▶ _EXERCISE GOAL_: Records appear below. Give all of them again, exactly.

▶ _PROVIDED ENTRIES_:
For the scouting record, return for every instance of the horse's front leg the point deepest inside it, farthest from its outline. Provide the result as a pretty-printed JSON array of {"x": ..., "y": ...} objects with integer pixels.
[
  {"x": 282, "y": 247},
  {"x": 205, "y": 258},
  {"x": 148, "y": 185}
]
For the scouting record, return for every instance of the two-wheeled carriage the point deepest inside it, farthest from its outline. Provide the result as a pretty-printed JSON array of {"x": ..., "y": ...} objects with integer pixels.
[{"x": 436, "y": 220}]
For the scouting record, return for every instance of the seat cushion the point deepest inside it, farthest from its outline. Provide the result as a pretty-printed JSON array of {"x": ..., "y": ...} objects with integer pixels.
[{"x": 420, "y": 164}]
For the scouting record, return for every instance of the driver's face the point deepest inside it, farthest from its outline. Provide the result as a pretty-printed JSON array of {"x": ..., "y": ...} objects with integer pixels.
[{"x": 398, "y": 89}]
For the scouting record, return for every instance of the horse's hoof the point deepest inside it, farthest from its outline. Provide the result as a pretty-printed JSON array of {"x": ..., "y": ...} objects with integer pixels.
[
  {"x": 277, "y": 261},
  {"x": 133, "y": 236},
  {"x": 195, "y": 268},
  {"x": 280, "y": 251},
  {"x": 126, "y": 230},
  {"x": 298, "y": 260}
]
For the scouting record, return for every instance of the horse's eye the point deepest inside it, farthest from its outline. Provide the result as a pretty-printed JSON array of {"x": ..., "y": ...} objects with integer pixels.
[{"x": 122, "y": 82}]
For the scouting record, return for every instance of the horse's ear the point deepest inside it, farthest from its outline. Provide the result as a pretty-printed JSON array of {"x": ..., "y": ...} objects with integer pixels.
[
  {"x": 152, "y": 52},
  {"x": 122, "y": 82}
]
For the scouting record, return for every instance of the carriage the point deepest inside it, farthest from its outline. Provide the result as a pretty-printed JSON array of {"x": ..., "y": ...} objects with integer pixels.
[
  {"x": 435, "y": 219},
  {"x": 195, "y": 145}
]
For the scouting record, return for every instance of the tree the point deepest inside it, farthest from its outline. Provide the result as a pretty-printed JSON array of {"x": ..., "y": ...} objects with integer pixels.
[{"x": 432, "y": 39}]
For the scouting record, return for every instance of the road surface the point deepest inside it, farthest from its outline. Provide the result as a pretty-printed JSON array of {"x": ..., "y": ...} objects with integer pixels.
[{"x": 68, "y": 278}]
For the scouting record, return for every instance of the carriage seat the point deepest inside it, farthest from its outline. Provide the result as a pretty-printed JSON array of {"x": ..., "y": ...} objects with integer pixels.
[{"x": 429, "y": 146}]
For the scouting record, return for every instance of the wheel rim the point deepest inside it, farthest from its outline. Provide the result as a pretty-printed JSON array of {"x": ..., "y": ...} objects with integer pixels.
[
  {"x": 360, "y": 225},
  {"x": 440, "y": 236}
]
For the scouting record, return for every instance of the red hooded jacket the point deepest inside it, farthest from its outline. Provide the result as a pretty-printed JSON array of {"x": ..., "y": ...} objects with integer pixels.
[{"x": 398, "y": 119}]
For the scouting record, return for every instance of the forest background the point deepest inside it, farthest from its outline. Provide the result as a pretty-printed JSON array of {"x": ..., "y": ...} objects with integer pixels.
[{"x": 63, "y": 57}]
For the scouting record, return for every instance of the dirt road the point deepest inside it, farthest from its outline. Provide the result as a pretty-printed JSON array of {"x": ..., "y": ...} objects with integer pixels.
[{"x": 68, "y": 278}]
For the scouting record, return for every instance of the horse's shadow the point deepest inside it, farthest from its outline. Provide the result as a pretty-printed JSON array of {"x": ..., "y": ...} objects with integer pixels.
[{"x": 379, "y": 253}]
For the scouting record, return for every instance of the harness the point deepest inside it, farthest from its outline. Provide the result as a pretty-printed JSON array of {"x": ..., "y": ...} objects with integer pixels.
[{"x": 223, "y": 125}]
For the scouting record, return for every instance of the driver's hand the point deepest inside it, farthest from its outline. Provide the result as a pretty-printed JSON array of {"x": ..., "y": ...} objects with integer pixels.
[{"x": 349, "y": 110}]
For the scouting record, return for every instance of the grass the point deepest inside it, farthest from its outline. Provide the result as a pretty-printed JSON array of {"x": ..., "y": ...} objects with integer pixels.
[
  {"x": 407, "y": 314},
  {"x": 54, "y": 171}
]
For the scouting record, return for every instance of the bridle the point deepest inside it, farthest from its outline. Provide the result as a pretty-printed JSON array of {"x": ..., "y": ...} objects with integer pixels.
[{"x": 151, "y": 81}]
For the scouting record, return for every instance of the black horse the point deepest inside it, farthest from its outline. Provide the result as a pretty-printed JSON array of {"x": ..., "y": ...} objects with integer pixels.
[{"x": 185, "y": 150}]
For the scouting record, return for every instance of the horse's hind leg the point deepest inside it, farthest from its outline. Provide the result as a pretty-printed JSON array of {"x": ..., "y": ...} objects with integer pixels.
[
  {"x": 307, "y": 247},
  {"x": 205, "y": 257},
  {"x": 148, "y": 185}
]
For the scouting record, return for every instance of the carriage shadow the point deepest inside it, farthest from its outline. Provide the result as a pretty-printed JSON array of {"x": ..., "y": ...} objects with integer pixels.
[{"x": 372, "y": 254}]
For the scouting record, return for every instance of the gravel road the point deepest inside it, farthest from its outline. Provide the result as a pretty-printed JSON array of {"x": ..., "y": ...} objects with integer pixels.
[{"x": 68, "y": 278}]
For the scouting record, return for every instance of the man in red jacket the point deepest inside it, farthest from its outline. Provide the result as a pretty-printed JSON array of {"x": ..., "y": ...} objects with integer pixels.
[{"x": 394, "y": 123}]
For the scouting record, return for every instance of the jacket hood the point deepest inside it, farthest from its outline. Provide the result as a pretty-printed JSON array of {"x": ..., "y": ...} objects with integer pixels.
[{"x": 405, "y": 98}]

▶ _ANSWER TO THIS PROBLEM_:
For the scouting record, return for every instance of the horse's front leg the point deepest inside it, farthest from its outline. Provide the result as a pretty-printed JSON array of {"x": ..., "y": ...} objects with integer pixels.
[
  {"x": 282, "y": 247},
  {"x": 205, "y": 258},
  {"x": 148, "y": 185}
]
For the scouting record, return for every instance of the two-wheeled carriage the point deepest inside it, farthest from its outline. Provide the result as a pretty-printed JSON array of {"x": ..., "y": ...} objects with integer pixels.
[{"x": 436, "y": 220}]
For the scouting record, return for every instance of the seat cushion the point deepest inside it, farthest from its outline. Provide the result as a pretty-printed JSON array of {"x": ..., "y": ...} objects with integer pixels.
[{"x": 420, "y": 164}]
For the scouting record, return for every instance of the driver's face the point deepest inside it, farthest from its outline. Provide the result as a pretty-printed JSON array of {"x": ..., "y": ...} objects with integer pixels.
[{"x": 398, "y": 89}]
For the scouting record, return for every instance of the horse's hoof the point deepest inside it, farthest from its outline. Provide the result as a pretty-printed JSON array of {"x": ..., "y": ...} objects with integer pixels.
[
  {"x": 277, "y": 261},
  {"x": 133, "y": 236},
  {"x": 195, "y": 268},
  {"x": 280, "y": 251},
  {"x": 126, "y": 230},
  {"x": 298, "y": 260}
]
For the scouting record, return for every instance of the horse's eye the point deepest inside it, farthest from its outline. Provide the result as a pretty-printed JSON array of {"x": ..., "y": ...} objects with integer pixels.
[{"x": 122, "y": 82}]
For the scouting record, return for every instance of the horse's ear the point deepest inside it, farthest from its outline. Provide the result as a pretty-printed JSON array of {"x": ..., "y": ...} objects with integer pixels.
[
  {"x": 152, "y": 52},
  {"x": 122, "y": 82}
]
For the scouting record, return for every instance of the carriage the point deepest inside it, farthest from its outline. Provide the result as a pretty-printed JSON array of {"x": ..., "y": ...} objects with integer pixels.
[
  {"x": 435, "y": 219},
  {"x": 195, "y": 145}
]
For the scouting record, return for every instance of the tree the point deepest inside it, farthest from its outline. Provide the result as a pretty-printed JSON array of {"x": ..., "y": ...} objects with integer pixels.
[{"x": 432, "y": 39}]
For the scouting record, return for every instance of the road surface the point deepest inside it, farthest from its outline. Provide the result as a pretty-printed JSON array of {"x": ..., "y": ...} objects with integer pixels.
[{"x": 68, "y": 278}]
For the scouting record, return for every instance of the carriage seat the point deepest inside it, farthest from its outline. Provide the result as a pretty-printed JSON array of {"x": ..., "y": ...} objects with integer pixels.
[{"x": 429, "y": 146}]
For the scouting record, return for every instance of the wheel rim the point deepest inside it, farthest from its outline. Provide the result as a pretty-printed JSON array of {"x": ..., "y": ...} objects with integer pixels.
[
  {"x": 360, "y": 225},
  {"x": 440, "y": 236}
]
For the scouting record, return for every instance of the red hooded jacket the point deepest inside it, farthest from its outline. Provide the result as a pretty-printed JSON array of {"x": ..., "y": ...} objects with integer pixels.
[{"x": 398, "y": 119}]
For the scouting record, return for every instance of the forest background the point deepest inside it, farthest from its outline. Provide the result as a pretty-printed JSON array of {"x": ..., "y": ...} objects with integer pixels.
[{"x": 63, "y": 57}]
For the scouting record, return for every instance of the dirt road the point deepest inside it, farthest from its outline. Provide the result as a pretty-printed JSON array of {"x": ..., "y": ...} objects with integer pixels.
[{"x": 68, "y": 278}]
For the scouting record, return for every instance of the horse's shadow the point deepest inside it, farthest from its outline. Provide the result as a pretty-printed JSON array of {"x": ..., "y": ...} objects with integer pixels.
[{"x": 379, "y": 253}]
For the scouting record, return for every instance of the harness the point deepest inside it, farthest from its outline. Provide the result as a pretty-printed JSON array of {"x": ..., "y": ...} objects with integer pixels.
[{"x": 223, "y": 125}]
For the scouting record, return for every instance of the driver's hand the point deepest inside it, farthest from its outline. Provide the result as a pretty-printed JSON array of {"x": ..., "y": ...} objects with integer pixels.
[{"x": 349, "y": 110}]
For the scouting record, return for every instance of the grass the point deepest inside it, farthest from its outline. Provide the result as a pretty-printed JSON array of {"x": ..., "y": ...} objects with integer pixels.
[
  {"x": 407, "y": 314},
  {"x": 54, "y": 171}
]
For the scouting record, return for every instance of the bridle the point deepest inside it, farthest from its outline. Provide the result as a pretty-printed JSON array of {"x": ..., "y": ...} objects with integer pixels.
[{"x": 151, "y": 81}]
For the scouting record, return for every instance of the black horse the point deepest inside it, farthest from its outline. Provide the result as a pretty-printed JSON array of {"x": ..., "y": ...} objects with integer pixels.
[{"x": 185, "y": 150}]
For the scouting record, return for every instance of the horse's hind leg the point deepest inside it, farthest from its outline. Provide the result as a pretty-printed JSON array of {"x": ..., "y": ...} objects with integer pixels.
[
  {"x": 307, "y": 247},
  {"x": 205, "y": 257},
  {"x": 148, "y": 185}
]
For the scouting record, return for every instance of the carriage shadow the point deepest inside it, farthest from its outline. Provide the result as a pretty-printed JSON array of {"x": ..., "y": ...} objects with integer pixels.
[{"x": 372, "y": 254}]
For the scouting record, return for every instance of the gravel road the point deepest inside it, farthest from its outline. Provide the result as a pretty-printed JSON array of {"x": ..., "y": ...} objects with integer pixels.
[{"x": 68, "y": 278}]
For the scouting record, return for every instance of the man in red jacket the point deepest inside it, farthest from its outline. Provide the result as a pretty-printed JSON array of {"x": ..., "y": ...} objects with integer pixels.
[{"x": 394, "y": 123}]
For the scouting record, return for every instance of the jacket hood the point deepest inside it, farthest from its outline. Provide the result as a pretty-printed JSON array of {"x": ..., "y": ...} objects with integer pixels.
[{"x": 405, "y": 98}]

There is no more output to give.